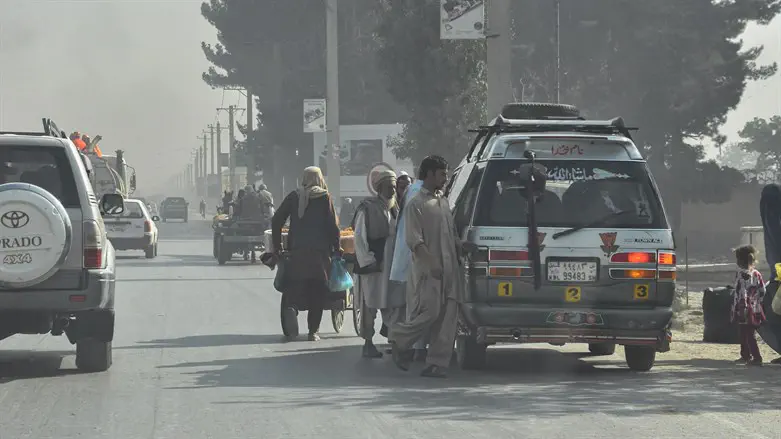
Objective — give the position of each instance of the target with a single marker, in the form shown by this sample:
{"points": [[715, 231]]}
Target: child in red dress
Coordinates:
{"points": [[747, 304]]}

---

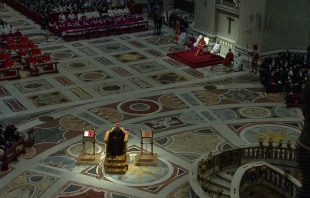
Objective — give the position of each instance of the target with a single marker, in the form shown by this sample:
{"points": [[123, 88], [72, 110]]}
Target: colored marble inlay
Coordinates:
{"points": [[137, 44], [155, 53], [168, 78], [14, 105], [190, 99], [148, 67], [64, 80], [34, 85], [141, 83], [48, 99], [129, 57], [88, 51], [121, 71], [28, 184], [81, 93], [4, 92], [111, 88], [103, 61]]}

--

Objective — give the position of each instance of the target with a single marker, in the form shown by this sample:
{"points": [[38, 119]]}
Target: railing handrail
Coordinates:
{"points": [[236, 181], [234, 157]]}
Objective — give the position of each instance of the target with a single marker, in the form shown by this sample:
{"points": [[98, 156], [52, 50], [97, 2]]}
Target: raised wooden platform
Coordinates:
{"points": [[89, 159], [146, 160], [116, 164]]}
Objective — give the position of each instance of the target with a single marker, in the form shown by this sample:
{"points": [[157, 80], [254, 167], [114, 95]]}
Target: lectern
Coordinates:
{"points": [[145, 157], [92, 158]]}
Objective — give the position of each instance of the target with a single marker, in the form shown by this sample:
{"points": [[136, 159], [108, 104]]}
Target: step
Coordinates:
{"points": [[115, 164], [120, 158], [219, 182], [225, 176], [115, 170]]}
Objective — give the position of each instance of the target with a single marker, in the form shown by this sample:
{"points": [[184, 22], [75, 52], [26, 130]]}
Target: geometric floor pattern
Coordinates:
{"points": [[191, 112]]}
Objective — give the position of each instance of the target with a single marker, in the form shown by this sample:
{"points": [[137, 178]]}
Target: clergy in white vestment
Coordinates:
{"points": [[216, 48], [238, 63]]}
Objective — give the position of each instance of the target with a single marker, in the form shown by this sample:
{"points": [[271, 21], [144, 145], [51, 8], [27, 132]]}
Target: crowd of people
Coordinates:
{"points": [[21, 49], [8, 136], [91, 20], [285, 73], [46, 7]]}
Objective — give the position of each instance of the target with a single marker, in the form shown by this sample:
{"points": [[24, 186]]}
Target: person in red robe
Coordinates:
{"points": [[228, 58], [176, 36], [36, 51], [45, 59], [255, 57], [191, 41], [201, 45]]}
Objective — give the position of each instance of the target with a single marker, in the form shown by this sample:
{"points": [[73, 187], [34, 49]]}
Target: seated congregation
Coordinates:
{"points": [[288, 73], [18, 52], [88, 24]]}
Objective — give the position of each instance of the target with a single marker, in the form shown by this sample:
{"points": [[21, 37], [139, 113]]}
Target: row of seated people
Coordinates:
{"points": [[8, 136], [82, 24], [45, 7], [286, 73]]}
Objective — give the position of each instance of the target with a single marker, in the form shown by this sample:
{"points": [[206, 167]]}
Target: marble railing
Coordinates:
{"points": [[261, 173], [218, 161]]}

TO DO: Count the lines above that contain the word "marble", matching case exactly. Reply with the number alone.

TASK RESPONSE: 2